Items from a dataset -
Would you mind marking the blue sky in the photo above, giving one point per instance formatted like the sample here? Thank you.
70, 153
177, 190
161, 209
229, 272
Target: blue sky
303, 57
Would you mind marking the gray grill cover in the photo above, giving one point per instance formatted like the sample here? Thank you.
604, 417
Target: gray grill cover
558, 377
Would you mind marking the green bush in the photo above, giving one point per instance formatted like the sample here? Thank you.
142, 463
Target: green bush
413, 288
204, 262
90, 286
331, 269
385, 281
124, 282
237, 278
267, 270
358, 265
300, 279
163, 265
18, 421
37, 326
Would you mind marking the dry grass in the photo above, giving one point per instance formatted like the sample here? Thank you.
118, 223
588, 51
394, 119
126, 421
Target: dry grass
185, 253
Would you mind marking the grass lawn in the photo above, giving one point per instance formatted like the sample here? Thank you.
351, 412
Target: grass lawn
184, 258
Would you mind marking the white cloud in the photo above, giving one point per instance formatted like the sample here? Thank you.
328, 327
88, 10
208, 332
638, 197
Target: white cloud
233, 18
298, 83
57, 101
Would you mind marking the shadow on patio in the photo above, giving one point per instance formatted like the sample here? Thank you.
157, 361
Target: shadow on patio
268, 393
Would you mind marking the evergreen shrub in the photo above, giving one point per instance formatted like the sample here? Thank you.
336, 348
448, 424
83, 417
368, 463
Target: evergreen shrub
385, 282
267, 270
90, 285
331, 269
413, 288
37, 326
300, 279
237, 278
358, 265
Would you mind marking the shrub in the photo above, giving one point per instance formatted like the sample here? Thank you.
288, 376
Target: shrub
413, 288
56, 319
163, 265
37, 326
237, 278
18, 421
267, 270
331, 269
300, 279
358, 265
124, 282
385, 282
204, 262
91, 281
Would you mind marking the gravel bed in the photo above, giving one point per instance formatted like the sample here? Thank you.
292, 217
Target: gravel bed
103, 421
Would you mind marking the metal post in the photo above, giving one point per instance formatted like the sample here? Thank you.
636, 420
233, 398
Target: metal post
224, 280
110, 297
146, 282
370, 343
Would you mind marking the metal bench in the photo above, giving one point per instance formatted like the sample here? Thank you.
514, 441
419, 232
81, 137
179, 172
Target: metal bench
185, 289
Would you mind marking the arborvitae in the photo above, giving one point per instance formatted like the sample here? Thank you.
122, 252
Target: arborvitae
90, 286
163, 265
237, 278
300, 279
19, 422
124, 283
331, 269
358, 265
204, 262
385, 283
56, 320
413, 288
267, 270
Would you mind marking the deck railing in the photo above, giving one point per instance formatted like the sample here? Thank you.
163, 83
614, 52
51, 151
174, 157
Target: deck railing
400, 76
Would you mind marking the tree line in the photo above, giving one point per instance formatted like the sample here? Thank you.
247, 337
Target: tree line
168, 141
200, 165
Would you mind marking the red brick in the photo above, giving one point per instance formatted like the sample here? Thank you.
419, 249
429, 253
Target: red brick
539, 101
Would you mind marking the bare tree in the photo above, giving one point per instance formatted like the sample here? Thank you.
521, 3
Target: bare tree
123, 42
* * *
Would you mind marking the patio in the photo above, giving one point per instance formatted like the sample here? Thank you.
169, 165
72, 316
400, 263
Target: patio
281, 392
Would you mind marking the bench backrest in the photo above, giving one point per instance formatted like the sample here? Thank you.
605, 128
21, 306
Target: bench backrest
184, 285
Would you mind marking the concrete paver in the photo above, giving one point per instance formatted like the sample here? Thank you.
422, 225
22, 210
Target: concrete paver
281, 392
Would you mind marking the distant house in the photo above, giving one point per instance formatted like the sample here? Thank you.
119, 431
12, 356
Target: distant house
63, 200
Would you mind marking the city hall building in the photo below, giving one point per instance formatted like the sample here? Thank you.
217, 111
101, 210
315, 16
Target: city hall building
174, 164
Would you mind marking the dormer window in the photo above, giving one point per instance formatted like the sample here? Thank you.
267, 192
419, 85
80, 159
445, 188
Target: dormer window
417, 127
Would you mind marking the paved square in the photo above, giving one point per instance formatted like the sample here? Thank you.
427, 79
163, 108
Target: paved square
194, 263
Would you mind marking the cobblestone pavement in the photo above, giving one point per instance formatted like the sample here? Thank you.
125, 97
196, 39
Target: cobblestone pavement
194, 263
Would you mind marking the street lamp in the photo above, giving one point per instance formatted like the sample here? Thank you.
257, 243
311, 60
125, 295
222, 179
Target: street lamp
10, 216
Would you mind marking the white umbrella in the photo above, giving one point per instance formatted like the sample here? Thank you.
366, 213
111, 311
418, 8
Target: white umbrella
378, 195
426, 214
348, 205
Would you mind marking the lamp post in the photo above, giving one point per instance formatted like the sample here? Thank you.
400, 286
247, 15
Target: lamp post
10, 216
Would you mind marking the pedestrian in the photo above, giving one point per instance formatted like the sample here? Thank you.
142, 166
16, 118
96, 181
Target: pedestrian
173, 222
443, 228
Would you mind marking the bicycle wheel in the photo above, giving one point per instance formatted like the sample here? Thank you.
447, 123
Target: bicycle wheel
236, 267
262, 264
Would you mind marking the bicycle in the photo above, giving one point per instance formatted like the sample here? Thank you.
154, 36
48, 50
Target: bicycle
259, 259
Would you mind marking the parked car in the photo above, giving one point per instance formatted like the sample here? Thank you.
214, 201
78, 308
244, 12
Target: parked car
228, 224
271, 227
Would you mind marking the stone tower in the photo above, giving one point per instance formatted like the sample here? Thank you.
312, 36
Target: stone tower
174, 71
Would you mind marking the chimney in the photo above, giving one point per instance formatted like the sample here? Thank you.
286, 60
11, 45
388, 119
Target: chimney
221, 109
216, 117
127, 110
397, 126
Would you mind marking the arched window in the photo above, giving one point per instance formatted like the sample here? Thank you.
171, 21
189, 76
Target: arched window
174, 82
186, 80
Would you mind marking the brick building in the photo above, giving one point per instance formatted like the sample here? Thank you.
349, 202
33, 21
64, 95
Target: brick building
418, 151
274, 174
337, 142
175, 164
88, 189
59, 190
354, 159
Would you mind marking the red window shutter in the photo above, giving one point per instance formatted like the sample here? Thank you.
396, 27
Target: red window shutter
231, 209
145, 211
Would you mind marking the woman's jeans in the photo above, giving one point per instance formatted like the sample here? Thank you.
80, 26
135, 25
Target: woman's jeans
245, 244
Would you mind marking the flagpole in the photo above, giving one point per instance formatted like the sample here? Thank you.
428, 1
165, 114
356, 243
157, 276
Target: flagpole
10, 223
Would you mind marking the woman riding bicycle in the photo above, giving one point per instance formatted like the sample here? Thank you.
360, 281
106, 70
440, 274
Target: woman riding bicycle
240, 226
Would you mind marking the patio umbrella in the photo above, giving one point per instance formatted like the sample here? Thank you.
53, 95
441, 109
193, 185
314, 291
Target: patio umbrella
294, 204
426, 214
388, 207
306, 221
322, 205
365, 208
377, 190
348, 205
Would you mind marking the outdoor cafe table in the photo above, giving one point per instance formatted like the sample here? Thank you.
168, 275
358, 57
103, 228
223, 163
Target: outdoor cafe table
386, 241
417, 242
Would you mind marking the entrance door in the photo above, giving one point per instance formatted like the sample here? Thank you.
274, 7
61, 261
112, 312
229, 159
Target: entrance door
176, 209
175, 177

TASK PROMPT -
Keep only the lines of the material above that contain the word "shrub".

WRITTEN RESPONSE -
Would you mind marking the evergreen shrub in the photo above, giving one point per instance formatted like the sample here? Thank you.
Target: evergreen shrub
Would you mind marking the shrub in the photo above, giving one point per instance formatted like the sample here? Thank you.
Target: shrub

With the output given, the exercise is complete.